Exercise brief = Drop the images, then output the listing exactly.

Dataset records =
[Start of Attachment]

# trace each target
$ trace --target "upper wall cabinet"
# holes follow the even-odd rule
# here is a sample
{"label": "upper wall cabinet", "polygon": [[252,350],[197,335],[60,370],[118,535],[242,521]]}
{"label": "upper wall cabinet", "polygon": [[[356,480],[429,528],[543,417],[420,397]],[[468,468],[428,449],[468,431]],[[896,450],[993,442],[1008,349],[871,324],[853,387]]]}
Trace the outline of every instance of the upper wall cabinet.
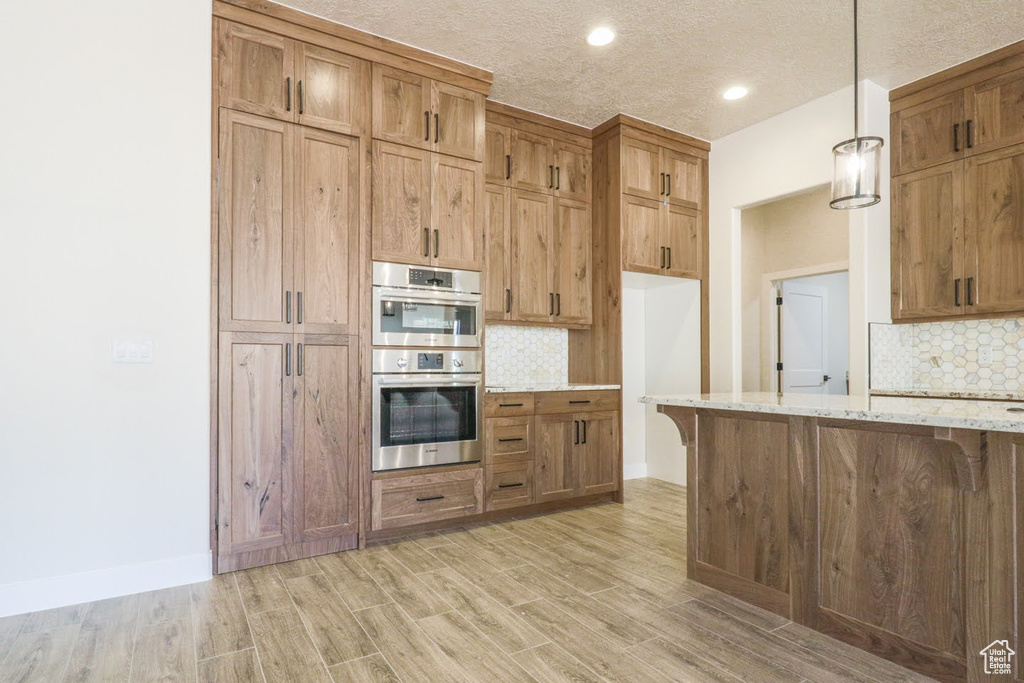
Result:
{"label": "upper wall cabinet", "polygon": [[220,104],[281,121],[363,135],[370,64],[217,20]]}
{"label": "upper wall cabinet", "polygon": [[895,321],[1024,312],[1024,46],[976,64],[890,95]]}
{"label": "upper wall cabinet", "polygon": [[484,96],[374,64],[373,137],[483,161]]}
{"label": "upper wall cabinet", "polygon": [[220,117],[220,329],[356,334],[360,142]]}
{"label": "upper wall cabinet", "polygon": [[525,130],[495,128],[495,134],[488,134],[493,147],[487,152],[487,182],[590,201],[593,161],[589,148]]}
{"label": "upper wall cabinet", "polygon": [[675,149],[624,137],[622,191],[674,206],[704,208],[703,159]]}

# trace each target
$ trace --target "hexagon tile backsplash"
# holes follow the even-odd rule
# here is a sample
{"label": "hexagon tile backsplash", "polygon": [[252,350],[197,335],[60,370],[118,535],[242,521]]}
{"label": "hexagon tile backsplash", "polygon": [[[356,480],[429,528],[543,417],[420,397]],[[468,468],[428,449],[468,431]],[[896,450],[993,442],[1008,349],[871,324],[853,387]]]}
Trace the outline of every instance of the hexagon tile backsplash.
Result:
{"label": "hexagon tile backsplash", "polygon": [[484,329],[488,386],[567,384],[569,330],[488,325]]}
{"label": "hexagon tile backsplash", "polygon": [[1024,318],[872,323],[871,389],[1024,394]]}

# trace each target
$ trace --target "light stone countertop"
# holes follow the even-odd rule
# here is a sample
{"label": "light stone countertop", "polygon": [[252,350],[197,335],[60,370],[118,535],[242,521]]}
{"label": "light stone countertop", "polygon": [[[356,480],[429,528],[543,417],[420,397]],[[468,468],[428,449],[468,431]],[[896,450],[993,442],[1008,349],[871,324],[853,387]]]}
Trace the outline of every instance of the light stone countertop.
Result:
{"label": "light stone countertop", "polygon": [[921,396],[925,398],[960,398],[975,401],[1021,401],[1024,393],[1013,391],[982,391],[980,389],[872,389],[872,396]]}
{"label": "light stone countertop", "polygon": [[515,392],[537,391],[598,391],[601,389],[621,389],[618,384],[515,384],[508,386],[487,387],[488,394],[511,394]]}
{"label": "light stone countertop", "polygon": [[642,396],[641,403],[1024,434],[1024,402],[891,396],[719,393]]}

[End of Attachment]

Final answer =
# trace each target
$ trace --target "upper wall cabinet"
# holes follow the even-odd rule
# here is a sample
{"label": "upper wall cabinet", "polygon": [[252,350],[197,335],[60,370],[118,535],[242,521]]}
{"label": "upper wall cabinet", "polygon": [[[356,480],[429,528],[543,417],[420,397]],[[468,468],[428,449],[468,431]],[[896,450],[993,442],[1008,349],[871,324],[853,387]]]}
Trace the outline of every instance of the upper wall cabinet.
Result:
{"label": "upper wall cabinet", "polygon": [[220,104],[281,121],[363,135],[370,64],[217,20]]}
{"label": "upper wall cabinet", "polygon": [[895,321],[1024,312],[1024,46],[976,64],[890,95]]}
{"label": "upper wall cabinet", "polygon": [[484,96],[374,64],[373,137],[483,161]]}
{"label": "upper wall cabinet", "polygon": [[220,117],[220,329],[356,334],[360,142]]}
{"label": "upper wall cabinet", "polygon": [[525,130],[495,128],[495,134],[488,134],[493,147],[487,152],[487,182],[590,201],[593,161],[589,148]]}
{"label": "upper wall cabinet", "polygon": [[675,149],[624,137],[622,191],[674,206],[704,208],[703,159]]}

# trace each target
$ trace --target "hexagon tile backsplash"
# holes follow the even-odd rule
# here is a sample
{"label": "hexagon tile backsplash", "polygon": [[252,350],[197,335],[60,370],[118,535],[242,521]]}
{"label": "hexagon tile backsplash", "polygon": [[[356,480],[429,528],[543,417],[420,397]],[[468,468],[428,449],[468,431]],[[896,450],[993,442],[1008,349],[871,324],[853,387]]]}
Trace the outline of every instance of the hexagon tile backsplash.
Result:
{"label": "hexagon tile backsplash", "polygon": [[484,329],[488,386],[567,384],[569,330],[488,325]]}
{"label": "hexagon tile backsplash", "polygon": [[1024,318],[872,323],[871,389],[1024,394]]}

# trace each target
$ trace --target "light stone countertop"
# holes follow the even-odd rule
# here is a sample
{"label": "light stone countertop", "polygon": [[252,350],[197,335],[60,370],[118,535],[242,521]]}
{"label": "light stone countertop", "polygon": [[[356,480],[429,528],[543,417],[420,397]],[[468,468],[428,449],[468,431]],[[896,450],[993,442],[1008,349],[871,324],[853,387]]]}
Trace the outline of every instance of the light stone countertop.
Result:
{"label": "light stone countertop", "polygon": [[921,396],[925,398],[960,398],[975,401],[1021,401],[1024,393],[1013,391],[982,391],[980,389],[872,389],[872,396]]}
{"label": "light stone countertop", "polygon": [[515,392],[537,391],[598,391],[601,389],[621,389],[618,384],[515,384],[508,386],[487,387],[488,394],[511,394]]}
{"label": "light stone countertop", "polygon": [[642,396],[641,403],[1024,434],[1024,402],[891,396],[719,393]]}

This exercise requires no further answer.